▶ **Written instruction**: Output every entry exactly, from the first line to the last.

* Begin Supplied entries *

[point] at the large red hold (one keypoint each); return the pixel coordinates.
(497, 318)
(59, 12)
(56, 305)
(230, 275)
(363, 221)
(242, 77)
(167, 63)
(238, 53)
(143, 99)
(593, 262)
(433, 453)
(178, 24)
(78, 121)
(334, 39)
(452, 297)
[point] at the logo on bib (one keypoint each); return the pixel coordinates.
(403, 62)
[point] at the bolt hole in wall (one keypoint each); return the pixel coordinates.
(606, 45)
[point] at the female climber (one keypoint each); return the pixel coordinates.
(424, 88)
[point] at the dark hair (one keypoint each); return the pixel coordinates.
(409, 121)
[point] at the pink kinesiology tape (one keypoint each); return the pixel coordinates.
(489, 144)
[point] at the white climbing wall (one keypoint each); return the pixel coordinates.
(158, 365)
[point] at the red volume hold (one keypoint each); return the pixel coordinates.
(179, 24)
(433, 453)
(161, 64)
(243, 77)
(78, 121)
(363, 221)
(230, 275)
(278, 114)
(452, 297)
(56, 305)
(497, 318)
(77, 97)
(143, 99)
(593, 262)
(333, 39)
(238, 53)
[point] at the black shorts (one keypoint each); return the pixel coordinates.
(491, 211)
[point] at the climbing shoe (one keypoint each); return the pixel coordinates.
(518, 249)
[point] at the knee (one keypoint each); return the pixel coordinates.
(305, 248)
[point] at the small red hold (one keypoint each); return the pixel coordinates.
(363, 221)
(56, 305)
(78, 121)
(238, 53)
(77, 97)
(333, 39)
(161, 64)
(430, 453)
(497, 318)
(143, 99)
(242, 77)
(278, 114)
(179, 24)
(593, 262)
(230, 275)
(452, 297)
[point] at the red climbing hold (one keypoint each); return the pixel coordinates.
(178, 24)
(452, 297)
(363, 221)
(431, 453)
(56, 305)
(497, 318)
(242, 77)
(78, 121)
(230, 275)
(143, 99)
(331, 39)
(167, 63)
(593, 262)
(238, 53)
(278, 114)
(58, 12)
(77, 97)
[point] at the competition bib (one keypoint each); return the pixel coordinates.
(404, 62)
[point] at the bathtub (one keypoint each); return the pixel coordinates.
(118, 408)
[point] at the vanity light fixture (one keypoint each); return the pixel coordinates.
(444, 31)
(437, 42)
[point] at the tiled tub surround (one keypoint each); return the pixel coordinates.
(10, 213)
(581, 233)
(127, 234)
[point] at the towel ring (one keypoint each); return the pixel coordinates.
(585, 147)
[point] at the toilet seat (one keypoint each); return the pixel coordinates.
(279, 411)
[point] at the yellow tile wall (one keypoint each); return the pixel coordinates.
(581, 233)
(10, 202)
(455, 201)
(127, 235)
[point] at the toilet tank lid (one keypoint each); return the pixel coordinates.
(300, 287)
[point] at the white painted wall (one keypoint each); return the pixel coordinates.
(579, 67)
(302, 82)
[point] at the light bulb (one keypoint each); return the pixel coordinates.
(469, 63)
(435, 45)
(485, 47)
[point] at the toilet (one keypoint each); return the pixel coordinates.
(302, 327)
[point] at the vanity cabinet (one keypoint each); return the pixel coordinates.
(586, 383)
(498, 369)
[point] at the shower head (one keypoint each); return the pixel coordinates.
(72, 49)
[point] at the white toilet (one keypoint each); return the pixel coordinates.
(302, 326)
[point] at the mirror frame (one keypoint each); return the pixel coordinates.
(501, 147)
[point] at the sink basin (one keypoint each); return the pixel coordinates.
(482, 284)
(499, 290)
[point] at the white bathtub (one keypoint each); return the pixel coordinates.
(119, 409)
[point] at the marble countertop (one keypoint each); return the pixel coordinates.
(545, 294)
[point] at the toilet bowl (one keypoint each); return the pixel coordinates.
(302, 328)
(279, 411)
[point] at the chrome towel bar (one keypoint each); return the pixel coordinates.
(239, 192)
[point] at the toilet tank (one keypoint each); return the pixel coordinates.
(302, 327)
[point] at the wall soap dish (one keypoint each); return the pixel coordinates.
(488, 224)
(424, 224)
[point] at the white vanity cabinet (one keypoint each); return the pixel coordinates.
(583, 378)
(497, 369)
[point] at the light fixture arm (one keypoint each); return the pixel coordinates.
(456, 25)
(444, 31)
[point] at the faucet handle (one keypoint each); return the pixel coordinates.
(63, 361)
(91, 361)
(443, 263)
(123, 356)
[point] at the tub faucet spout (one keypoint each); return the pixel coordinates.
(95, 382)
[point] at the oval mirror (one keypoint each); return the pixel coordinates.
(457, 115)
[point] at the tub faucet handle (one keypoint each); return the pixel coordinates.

* End Supplied entries *

▶ **Answer to the task**:
[point] at the large red hold (one keypoint each); return the pixel coordinates.
(497, 318)
(59, 12)
(56, 305)
(230, 275)
(363, 221)
(242, 77)
(167, 63)
(238, 53)
(143, 99)
(593, 262)
(433, 453)
(178, 24)
(78, 121)
(334, 39)
(452, 297)
[point] at the logo on bib (one keypoint each); return the pixel coordinates.
(403, 62)
[point] at the bolt hole in wall (one keypoint each); return the pixel coordinates.
(606, 45)
[point] at the female climber (one keypoint each); return the pixel coordinates.
(424, 88)
[point] at the dark hair (one keypoint each); return the pixel coordinates.
(409, 121)
[point] at the pink kinesiology tape (one keypoint each); return the pixel coordinates.
(489, 144)
[point] at the white climbing wall (one keypoint each); return the pixel coordinates.
(158, 365)
[point] at the red volume hold (one keypoint each); return the pixel coordinates.
(179, 24)
(433, 453)
(161, 64)
(243, 77)
(78, 121)
(363, 221)
(230, 275)
(278, 114)
(452, 297)
(56, 305)
(497, 318)
(77, 97)
(143, 99)
(593, 262)
(333, 39)
(238, 53)
[point] at the black shorts (one keypoint each); return the pixel coordinates.
(491, 211)
[point] at the climbing shoe (one keypoint each); return the pixel coordinates.
(518, 249)
[point] at the knee (one keypoint each); return the pixel coordinates.
(305, 248)
[point] at the small red hold (one keypoint each); return the pixel coordinates.
(363, 221)
(56, 305)
(78, 121)
(238, 53)
(77, 97)
(333, 39)
(161, 64)
(430, 453)
(497, 318)
(143, 99)
(242, 77)
(278, 114)
(179, 24)
(593, 262)
(230, 275)
(452, 297)
[point] at the red climbing hold (one keypoint each); return the pixel coordinates.
(178, 24)
(452, 297)
(363, 221)
(431, 453)
(56, 305)
(497, 318)
(242, 77)
(78, 121)
(230, 275)
(143, 99)
(331, 39)
(167, 63)
(593, 262)
(238, 53)
(278, 114)
(58, 12)
(77, 97)
[point] at the competition bib (one keypoint each); return the pixel coordinates.
(404, 62)
[point] at the bathtub (one keypoint each); return the pixel coordinates.
(118, 408)
[point] at the vanity light fixture (one keypoint each); return the pixel coordinates.
(444, 31)
(437, 42)
[point] at the tiled tub surround (one keypoint each); return the pixel coordinates.
(10, 213)
(581, 233)
(127, 234)
[point] at the towel ring (one keypoint each); return the pixel coordinates.
(585, 147)
[point] at the toilet seat (one keypoint each); return the pixel coordinates.
(279, 411)
[point] at the yellow tile wall (one keypoint each); return the pixel coordinates.
(581, 233)
(10, 202)
(455, 201)
(127, 235)
[point] at the toilet tank lid (one keypoint each); return the pixel coordinates.
(300, 287)
[point] at the white painted wall (one keypoint each); return the pixel coordinates.
(579, 67)
(302, 82)
[point] at the light bulb (one keypoint each); return the pixel coordinates.
(469, 63)
(435, 45)
(485, 47)
[point] at the toilet (one keypoint each); return the pixel coordinates.
(302, 327)
[point] at the vanity cabinet (one keypoint each); return the pixel coordinates.
(586, 383)
(498, 369)
[point] at the shower head (one keypoint each); return the pixel coordinates.
(72, 49)
[point] at the white toilet (one keypoint each); return the pixel coordinates.
(302, 326)
[point] at the mirror frame (one keypoint each); return the pixel coordinates.
(501, 147)
[point] at the sink basin (one keypoint each); return the pixel coordinates.
(482, 284)
(499, 290)
[point] at the white bathtub (one keypoint each); return the pixel coordinates.
(119, 409)
[point] at the marble countertop (one keypoint each); return the pixel coordinates.
(545, 294)
[point] at the toilet bowl (one keypoint each); return the pixel coordinates.
(302, 328)
(279, 411)
[point] at the chrome towel bar (one keypoint each); return the pixel coordinates.
(239, 192)
[point] at the toilet tank (one keypoint each); return the pixel coordinates.
(302, 327)
[point] at the wall soap dish (one keypoint each); return the pixel coordinates.
(488, 224)
(424, 224)
[point] at the white vanity cabinet (one keypoint each); return the pixel coordinates.
(583, 378)
(497, 369)
[point] at the light fixture arm (one keypoint each); return the pixel coordinates.
(456, 25)
(444, 31)
[point] at the faucet handle (one keypoint each); return the pixel coordinates.
(63, 361)
(91, 361)
(443, 263)
(123, 356)
[point] at the tub faucet spout (one keypoint each); return the pixel coordinates.
(95, 382)
[point] at the oval mirror (one keypoint each); return the pixel coordinates.
(457, 115)
[point] at the tub faucet handle (one keypoint each); return the pixel coordinates.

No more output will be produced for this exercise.